Exercise objective: Sort through the entries below and pull out lines containing the word "blue".
Data to process Block Start
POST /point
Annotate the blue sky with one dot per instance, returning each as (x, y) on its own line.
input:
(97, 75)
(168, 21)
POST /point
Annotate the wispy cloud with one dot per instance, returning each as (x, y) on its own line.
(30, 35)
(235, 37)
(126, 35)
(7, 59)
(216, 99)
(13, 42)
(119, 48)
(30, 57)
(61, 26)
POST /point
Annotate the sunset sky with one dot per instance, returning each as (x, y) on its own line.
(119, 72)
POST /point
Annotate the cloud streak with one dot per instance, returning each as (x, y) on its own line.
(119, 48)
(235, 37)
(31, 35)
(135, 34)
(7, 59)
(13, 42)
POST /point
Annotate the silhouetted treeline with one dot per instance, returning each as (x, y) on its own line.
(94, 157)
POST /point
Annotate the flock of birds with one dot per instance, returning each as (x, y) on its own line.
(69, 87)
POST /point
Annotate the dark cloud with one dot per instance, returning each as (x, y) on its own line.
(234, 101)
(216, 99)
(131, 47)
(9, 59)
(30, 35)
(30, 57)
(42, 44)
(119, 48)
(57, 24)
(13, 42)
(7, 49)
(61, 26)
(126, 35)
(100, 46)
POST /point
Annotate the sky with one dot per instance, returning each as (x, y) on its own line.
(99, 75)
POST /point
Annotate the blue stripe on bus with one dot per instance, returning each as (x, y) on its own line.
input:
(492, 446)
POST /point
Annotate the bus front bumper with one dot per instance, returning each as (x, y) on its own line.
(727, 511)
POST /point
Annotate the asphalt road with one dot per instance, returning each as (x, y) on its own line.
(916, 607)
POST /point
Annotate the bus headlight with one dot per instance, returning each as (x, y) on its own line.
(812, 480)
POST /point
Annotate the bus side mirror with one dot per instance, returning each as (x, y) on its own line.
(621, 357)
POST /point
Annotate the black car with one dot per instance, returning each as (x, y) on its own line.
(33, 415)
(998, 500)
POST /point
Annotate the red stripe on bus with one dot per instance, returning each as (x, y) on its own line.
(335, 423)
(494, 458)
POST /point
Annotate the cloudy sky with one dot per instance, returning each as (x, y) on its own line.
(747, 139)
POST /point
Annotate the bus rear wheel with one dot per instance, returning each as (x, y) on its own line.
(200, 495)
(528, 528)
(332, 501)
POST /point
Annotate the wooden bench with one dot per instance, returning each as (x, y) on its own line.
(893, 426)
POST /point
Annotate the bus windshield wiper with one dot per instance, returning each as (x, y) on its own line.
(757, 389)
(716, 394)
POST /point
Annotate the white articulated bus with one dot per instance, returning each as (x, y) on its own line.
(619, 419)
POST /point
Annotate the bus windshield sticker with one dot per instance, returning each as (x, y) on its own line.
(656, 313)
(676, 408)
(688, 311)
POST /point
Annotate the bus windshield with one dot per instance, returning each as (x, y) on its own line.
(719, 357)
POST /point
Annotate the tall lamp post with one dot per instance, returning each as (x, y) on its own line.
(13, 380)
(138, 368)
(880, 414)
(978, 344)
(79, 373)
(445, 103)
Data to process Block End
Solution to the problem:
Annotate the blue sky with one dot per instance, returning each as (x, y) on its own line.
Annotate the blue stripe on bus with one dot per instance, returning each as (x, y) on its own line.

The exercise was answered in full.